→ **Given task A**:
In the slander opinion, what did the jury award the plaintiff?
→ **Given task B**:
Continue the court opinion on the slander case from the point where it stops.

→ **Extract provided**:
Supreme Court, Trial Term, Bronx County
Jul 10, 1946
187 Misc. 698 (N.Y. Sup. Ct. 1946)

Opinion

July 10, 1946.

John J. McNaboe for plaintiff.

Harry Sacher for defendant.



Motion to set aside a verdict for the plaintiff in an action for slander and to dismiss the complaint therein as insufficient in law.

The complaint charges that, at a time when this country was at war with Germany, the defendant called the plaintiff: "The agent of Fascism in America today" and "The agent of Hitler in America"; that these statements were made of the plaintiff "as an individual and as a candidate for public office" (i.e., for Congress); and that, as a result, he was injured and damaged in his good name and reputation. The complaint does not plead an innuendo; nor does it allege nor did the plaintiff prove special damages.

The case was submitted to the jury on the theory that the words spoken were actionable per se, in that they falsely imputed to the plaintiff not only the commission of a crime but also unfitness for public office. In this connection, the jury were instructed that the plaintiff was not entitled to a verdict, unless they found that the defendant intended to charge the plaintiff with crime and the bystanders so understood the imputation, and unless they found that the defendant intended to charge that the plaintiff was unfit for public office and the bystanders so understood the imputation (see Kegerreis v. Van Zile, 180 A.D. 414, 417). And there being no proof of special damages, the jury were told that, where the defamatory words are deemed actionable per se, injury and damage are presumed, and that they may award nominal, compensatory or exemplary damages. The jury brought in a verdict for nominal damages.

(1) It is contended that error was committed in submitting the case to the jury on the theory that the words spoken imputed to the plaintiff the commission of a crime. It is argued that, as the complaint did not, by failing to plead an innuendo, specify the crime which the defendant intended to impute to the plaintiff, the complaint was fatally defective.

→ **Data records**:
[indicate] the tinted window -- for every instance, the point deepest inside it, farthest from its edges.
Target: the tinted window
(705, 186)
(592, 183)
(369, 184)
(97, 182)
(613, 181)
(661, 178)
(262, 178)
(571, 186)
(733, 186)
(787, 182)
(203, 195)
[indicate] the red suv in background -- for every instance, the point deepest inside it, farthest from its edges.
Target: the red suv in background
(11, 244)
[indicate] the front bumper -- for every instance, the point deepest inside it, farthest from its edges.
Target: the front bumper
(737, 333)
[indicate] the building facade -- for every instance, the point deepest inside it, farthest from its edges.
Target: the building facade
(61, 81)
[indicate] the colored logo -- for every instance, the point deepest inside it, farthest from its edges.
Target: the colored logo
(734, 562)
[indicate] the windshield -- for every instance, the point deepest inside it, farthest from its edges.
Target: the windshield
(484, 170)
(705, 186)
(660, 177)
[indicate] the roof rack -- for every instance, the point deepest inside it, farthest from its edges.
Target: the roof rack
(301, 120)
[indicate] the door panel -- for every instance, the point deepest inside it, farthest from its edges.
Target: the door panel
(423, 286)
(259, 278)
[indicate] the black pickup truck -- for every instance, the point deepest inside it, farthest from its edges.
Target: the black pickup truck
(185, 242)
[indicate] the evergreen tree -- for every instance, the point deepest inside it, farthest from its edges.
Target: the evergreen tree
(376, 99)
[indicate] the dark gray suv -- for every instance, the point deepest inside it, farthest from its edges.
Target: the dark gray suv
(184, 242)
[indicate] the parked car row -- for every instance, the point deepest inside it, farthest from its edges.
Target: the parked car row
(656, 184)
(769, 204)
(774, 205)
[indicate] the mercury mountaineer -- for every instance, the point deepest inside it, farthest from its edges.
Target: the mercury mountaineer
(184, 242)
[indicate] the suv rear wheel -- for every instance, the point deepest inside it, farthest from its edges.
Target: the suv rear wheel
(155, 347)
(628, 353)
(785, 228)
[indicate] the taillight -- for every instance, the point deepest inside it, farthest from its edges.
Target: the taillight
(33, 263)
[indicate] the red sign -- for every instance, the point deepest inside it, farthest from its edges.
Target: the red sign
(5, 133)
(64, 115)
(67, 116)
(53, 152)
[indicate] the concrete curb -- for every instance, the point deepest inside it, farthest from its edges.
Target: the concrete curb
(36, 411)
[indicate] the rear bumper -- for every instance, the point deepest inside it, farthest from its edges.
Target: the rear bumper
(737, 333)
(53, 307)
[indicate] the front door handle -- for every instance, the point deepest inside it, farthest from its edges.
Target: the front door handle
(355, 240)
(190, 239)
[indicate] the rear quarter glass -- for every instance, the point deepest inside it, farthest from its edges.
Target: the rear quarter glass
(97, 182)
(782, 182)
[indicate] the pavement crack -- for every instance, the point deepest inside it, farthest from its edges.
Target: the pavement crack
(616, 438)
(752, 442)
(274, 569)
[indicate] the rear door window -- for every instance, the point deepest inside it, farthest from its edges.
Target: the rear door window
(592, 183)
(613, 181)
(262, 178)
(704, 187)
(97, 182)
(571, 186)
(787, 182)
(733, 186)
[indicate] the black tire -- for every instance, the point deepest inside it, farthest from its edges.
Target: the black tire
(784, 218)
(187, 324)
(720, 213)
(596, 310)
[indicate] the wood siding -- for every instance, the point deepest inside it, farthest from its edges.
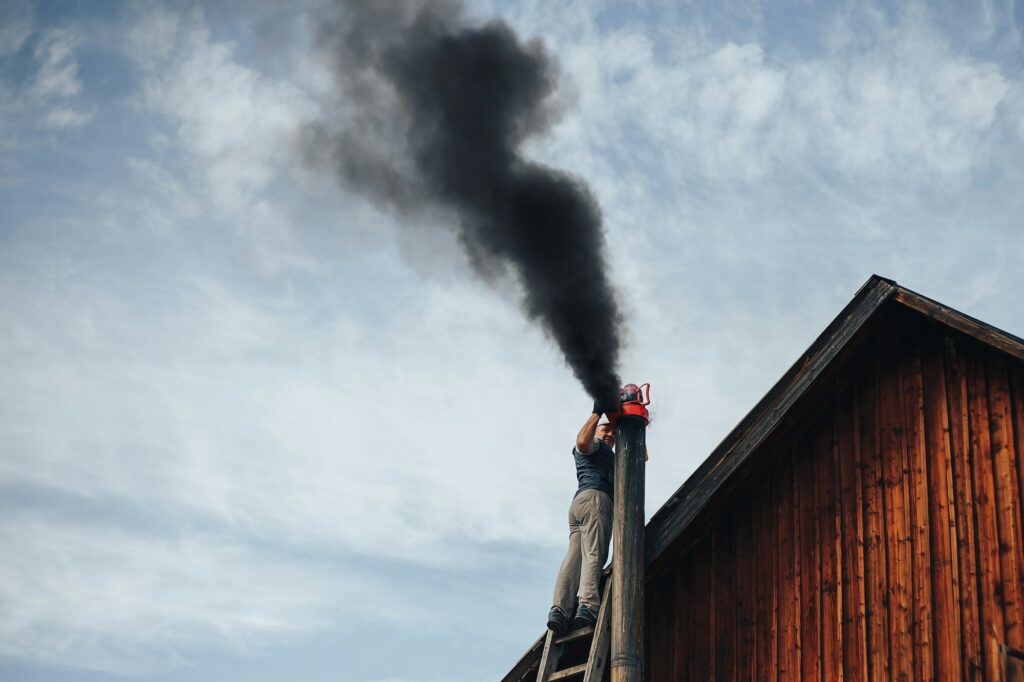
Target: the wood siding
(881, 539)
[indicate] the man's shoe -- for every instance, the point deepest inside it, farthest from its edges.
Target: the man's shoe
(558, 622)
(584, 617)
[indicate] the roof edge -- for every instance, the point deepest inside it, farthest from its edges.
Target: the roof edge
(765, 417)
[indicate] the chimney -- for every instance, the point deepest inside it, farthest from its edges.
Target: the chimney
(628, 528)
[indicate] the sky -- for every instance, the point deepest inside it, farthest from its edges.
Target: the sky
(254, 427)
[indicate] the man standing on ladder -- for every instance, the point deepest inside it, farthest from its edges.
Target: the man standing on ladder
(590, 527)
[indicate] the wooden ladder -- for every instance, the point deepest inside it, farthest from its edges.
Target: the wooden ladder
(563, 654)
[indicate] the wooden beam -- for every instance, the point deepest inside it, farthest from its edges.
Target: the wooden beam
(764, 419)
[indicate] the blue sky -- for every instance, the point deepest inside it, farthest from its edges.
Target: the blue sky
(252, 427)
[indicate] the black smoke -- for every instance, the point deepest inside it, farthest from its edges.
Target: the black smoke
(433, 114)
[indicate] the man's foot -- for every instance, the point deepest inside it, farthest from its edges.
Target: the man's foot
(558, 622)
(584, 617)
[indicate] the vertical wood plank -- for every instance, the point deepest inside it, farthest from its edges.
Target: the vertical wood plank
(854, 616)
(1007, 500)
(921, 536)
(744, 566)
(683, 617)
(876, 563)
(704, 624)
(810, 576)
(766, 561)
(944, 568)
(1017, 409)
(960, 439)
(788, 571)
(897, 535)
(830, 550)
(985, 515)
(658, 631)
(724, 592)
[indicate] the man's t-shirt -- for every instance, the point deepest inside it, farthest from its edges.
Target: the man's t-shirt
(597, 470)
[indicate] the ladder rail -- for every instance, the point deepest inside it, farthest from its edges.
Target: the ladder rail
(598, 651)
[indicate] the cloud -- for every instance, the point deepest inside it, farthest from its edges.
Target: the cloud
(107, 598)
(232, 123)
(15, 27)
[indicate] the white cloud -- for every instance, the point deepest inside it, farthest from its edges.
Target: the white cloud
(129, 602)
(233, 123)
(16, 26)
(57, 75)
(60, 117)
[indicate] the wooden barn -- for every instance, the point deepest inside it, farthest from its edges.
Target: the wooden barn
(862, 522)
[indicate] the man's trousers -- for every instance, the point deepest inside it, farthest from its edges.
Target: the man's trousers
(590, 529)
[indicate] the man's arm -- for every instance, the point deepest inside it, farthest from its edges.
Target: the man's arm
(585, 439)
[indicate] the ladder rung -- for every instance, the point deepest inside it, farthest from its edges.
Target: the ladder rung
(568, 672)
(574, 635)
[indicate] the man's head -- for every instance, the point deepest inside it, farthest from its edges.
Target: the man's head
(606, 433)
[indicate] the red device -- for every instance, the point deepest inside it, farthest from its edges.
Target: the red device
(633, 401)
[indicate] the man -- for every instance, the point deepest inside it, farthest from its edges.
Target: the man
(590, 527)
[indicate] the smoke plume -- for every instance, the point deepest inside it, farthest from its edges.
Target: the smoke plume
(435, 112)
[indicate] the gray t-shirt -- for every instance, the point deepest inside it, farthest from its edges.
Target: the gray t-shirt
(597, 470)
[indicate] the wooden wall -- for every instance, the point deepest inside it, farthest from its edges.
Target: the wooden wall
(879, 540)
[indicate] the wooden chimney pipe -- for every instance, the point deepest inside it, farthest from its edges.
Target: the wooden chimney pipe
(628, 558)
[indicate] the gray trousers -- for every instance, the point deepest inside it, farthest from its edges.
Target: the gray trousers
---
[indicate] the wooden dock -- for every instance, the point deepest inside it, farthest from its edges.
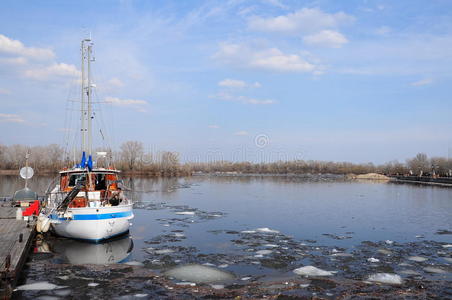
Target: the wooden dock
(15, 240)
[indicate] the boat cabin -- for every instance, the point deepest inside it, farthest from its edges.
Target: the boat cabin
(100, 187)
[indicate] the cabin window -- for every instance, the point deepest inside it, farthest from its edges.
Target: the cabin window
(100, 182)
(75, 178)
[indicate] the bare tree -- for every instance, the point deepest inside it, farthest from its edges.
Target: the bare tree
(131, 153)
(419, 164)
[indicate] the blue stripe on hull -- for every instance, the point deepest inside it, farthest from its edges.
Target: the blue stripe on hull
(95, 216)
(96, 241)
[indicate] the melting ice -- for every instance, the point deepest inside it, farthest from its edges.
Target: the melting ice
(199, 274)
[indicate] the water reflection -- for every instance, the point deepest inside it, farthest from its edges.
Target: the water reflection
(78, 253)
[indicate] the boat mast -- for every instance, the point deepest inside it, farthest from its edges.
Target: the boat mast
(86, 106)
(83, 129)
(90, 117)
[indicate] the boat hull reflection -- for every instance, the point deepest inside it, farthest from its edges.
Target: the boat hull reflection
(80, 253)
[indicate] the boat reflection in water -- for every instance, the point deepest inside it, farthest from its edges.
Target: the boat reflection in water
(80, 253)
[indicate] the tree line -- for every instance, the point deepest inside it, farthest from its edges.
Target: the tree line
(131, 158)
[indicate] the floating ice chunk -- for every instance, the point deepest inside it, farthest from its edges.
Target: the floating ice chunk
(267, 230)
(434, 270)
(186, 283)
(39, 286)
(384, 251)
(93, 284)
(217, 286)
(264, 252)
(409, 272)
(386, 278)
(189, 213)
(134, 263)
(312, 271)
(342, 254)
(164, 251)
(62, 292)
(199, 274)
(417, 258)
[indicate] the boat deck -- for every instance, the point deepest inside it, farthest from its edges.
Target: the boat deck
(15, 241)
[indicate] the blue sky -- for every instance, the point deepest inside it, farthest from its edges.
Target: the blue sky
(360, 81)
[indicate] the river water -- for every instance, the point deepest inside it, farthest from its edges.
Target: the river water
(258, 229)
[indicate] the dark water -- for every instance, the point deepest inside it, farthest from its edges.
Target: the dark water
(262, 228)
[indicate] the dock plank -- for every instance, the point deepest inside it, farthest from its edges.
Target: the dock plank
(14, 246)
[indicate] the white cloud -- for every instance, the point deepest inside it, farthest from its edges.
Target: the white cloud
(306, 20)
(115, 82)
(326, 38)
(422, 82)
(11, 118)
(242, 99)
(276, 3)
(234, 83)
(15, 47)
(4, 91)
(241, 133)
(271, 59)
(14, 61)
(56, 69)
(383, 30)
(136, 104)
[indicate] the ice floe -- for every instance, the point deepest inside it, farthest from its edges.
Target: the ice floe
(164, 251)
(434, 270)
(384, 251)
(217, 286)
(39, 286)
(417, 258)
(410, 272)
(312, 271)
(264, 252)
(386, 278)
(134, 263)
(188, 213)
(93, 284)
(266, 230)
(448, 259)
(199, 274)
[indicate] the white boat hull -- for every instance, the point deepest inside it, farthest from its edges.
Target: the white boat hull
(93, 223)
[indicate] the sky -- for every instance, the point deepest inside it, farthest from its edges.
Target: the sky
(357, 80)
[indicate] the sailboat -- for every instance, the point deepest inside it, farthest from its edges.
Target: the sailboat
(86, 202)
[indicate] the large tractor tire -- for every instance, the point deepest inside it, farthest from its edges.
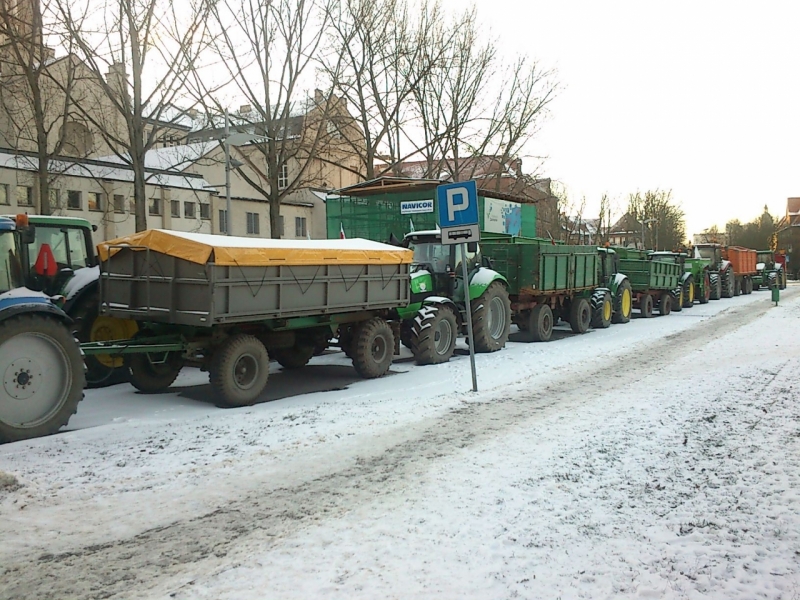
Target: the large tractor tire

→ **Exercise response A**:
Nominal damages.

→ **Exercise response B**:
But the office of an innuendo is merely to construe and explain the meaning of the words spoken and to show that they were used in a defamatory sense. The innuendo cannot change, enlarge, extend or add to the sense in which the words were used, or to impute to them a meaning which they do not warrant or fairly imply. Accordingly, where the spoken words are actionable per se, no innuendo is necessary. Nor is an innuendo necessary where the spoken words clearly impute the commission of a specific crime. However, where the words used require an allegation to explain their concealed or defamatory meaning, then an innuendo is essential ( Hays v. American Defense Society, 252 N.Y. 266, 269; Van Heusen v. Argenteau, 194 N.Y. 309, 312; Seelman on Libel and Slander, pp. 692-696). "Whenever the words require an innuendo to explain their meaning, it becomes necessary for the pleader to set forth in the innuendo the crime which the words impute." (Seelman on Libel and Slander, pp. 696-697.)

Here, the spoken words do not require an innuendo. The statement that the plaintiff was "the agent" of Hitler and Fascism in America was an imputation that the plaintiff had acted or had power to act for Hitler and Fascism in America (see Standard Dictionary). That statement is not an innocent or harmless imputation, one that may or may not be wrongful. And while it is not a charge of specific crime, it is a charge of any and all crimes which "the agent" of Hitler or Fascism in this country had committed or which he might be expected to commit as such agent. At least, the jury might, and indeed may, have so found. Such a charge, especially when made while this country was at war with Germany, is actionable per se ( Brewer v. Weakley, 2 Tenn. 99; Levy v. Gelber, 175 Misc. 746; Luotto v. Field, 49 N.Y.S.2d 785, mod. 268 A.D. 227, which was revd. and order of Special Term affd. 294 N.Y. 460; Mencher v. Chesley, 186 Misc. 877).

It may be pointed out that, in submitting the issue to the jury, it was left to them to determine, as a question of fact, in accordance with the decision in Kegerreis v. Van Zile ( 180 A.D. 414, supra), whether the defendant intended to impute to the plaintiff the commission of a crime; whether the bystanders so understood the words used by the defendant; and whether the crime intended and understood was that of acting as a foreign governmental agent (see U.S. Code, tit. 22, § 601), or a crime prohibited by the Trading with the Enemy Act of 1917 (see U.S. Code, tit. 50, Appendix, §§ 2, 3), or by the Espionage Act (see U.S. Code, tit. 50, §§ 31-40), or treason (see U.S. Const., art. III, § 3).

(2) It is also contended that error was committed in submitting the case to the jury on the theory that the words spoken imputed to the plaintiff unfitness for public office. It is argued that the alleged defamatory statements are not actionable per se, inasmuch as they were spoken of the plaintiff "as a candidate" for public office, and not in relation to any office which he then actually occupied.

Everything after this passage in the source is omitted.